## EXERCISE DESCRIPTION
Copy exactly the stretch of data below from the line with "of the submerged" through the line with "of the tree", including both of those lines.

(Stored data entries)
=====

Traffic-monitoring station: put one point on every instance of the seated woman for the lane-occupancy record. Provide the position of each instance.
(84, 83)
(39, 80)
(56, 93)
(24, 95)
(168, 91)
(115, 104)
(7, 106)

=====

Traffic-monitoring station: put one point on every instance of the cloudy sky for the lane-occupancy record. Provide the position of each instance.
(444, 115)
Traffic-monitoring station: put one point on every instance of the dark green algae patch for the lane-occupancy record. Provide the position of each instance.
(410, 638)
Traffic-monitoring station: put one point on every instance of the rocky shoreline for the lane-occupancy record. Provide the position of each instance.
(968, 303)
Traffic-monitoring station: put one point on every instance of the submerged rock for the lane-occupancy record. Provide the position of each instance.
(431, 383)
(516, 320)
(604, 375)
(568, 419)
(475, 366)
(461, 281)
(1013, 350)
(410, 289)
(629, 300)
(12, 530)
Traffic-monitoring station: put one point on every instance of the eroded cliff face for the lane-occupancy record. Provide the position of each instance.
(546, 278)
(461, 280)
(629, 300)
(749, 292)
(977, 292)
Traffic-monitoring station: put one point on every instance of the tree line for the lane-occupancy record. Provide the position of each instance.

=====

## OUTPUT FOR THIS EXERCISE
Traffic-monitoring station: put one point on every instance of the submerged rock for the lane-occupancy record. Provide the position of each instance.
(431, 383)
(516, 320)
(604, 375)
(568, 419)
(475, 366)
(461, 281)
(1013, 350)
(410, 289)
(629, 300)
(12, 530)
Traffic-monitoring station: put one point on every instance of the eroded cliff face for the lane-occupancy record. Provide the position of each instance.
(546, 278)
(461, 280)
(629, 300)
(749, 292)
(977, 292)
Traffic-monitoring station: put one point on every instance of the tree line for the lane-occupancy record. Provide the position of each instance.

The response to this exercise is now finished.